(Stored data entries)
=== Begin Enclosure ===
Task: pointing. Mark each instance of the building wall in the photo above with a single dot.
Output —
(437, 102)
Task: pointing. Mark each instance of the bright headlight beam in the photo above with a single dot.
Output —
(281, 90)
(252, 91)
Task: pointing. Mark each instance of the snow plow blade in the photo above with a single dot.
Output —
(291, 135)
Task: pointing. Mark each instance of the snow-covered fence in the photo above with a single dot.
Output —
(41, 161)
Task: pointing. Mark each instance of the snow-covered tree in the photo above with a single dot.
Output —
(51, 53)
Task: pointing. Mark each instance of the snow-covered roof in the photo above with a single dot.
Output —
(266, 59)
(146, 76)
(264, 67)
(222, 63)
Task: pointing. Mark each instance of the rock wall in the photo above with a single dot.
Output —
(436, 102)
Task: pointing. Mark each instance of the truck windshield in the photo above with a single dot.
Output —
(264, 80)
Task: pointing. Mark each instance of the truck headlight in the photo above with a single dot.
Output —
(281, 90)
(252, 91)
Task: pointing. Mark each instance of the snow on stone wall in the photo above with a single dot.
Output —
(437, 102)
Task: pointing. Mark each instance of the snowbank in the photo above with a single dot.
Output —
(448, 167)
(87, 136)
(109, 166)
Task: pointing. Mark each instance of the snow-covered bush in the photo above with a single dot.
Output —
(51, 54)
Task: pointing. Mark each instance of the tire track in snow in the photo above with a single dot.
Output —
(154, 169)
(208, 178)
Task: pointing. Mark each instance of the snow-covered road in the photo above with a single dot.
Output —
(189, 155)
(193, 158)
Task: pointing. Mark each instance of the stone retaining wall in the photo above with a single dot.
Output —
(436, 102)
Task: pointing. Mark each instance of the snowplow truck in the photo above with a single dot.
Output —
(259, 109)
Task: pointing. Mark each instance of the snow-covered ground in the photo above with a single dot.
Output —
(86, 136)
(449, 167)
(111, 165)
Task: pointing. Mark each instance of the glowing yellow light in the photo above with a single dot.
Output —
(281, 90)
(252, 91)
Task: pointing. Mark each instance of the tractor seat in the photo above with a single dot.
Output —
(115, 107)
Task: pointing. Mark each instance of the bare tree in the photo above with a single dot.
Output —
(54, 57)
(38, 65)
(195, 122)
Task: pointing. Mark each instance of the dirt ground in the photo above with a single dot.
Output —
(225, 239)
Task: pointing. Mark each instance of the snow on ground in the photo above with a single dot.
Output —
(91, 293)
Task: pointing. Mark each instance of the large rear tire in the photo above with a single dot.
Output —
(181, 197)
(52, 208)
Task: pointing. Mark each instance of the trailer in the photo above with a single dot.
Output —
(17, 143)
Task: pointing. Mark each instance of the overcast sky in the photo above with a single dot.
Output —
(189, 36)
=== End Enclosure ===
ABOUT THIS EXERCISE -
This calls for repeating all of the records, character for character.

WRITTEN RESPONSE -
Task: pointing. Mark each instance of the building wall in the photo above with a single dot.
Output —
(437, 102)
Task: pointing. Mark each instance of the bright headlight beam in the photo above with a single dot.
Output —
(281, 90)
(252, 91)
Task: pointing. Mark each instance of the snow plow blade in the photo above with a single dot.
Output —
(291, 135)
Task: pointing. Mark each instance of the snow-covered fence in the photo above with a single dot.
Output —
(41, 161)
Task: pointing. Mark each instance of the snow-covered tree in the photo above with a single dot.
Output —
(51, 53)
Task: pointing. Mark each instance of the snow-covered roof in the photo above with a single dot.
Output —
(266, 59)
(146, 76)
(264, 67)
(222, 63)
Task: pointing. Mark each instance of the rock wall in the photo above with a single dot.
Output —
(436, 102)
Task: pointing. Mark each instance of the truck windshield in the photo above with a single dot.
Output —
(264, 80)
Task: pointing. Mark each instance of the truck headlight in the photo above with a single dot.
Output —
(281, 90)
(252, 91)
Task: pointing. Mark each instance of the snow on stone wall in the photo above with a single dot.
Output —
(437, 102)
Task: pointing. Mark each instance of the snowbank in the photo above with a single dot.
Output —
(448, 167)
(87, 136)
(109, 166)
Task: pointing. Mark each instance of the snow-covered bush in the photo above with a single dot.
Output —
(51, 54)
Task: pointing. Mark each instance of the tire track in snow in the photo above with a single dot.
Output —
(154, 169)
(208, 178)
Task: pointing. Mark each instance of the snow-covered road in the photo above with a single dot.
Output —
(189, 155)
(193, 158)
Task: pointing. Mark each instance of the stone retaining wall in the photo above with a single dot.
Output —
(436, 102)
Task: pointing. Mark each instance of the snowplow truck in the photo above with a single dot.
Output —
(259, 109)
Task: pointing. Mark each instance of the snow-covered ground in the photo above with a single dot.
Output —
(86, 136)
(449, 167)
(111, 165)
Task: pointing. Mark each instance of the glowing yellow light in the photo above with a single dot.
Output —
(281, 90)
(252, 91)
Task: pointing. Mark each instance of the tractor seat in the photo above with a single dot.
Output —
(115, 107)
Task: pointing. Mark each instance of the bare tree in the photo above with a single dot.
Output —
(54, 57)
(38, 65)
(195, 122)
Task: pointing. Mark each instance of the dirt ground in the photo above with a single dot.
Output —
(225, 239)
Task: pointing. Mark each instance of the snow on ground in the photo above with a single dot.
Output —
(91, 293)
Task: pointing. Mark each instance of the large rear tire in the photo above with a single dot.
Output —
(181, 197)
(52, 208)
Task: pointing. Mark each instance of the trailer in the photo above with a single dot.
Output —
(17, 143)
Task: pointing. Mark each instance of the overcast sky in the photo above with a single dot.
Output —
(189, 36)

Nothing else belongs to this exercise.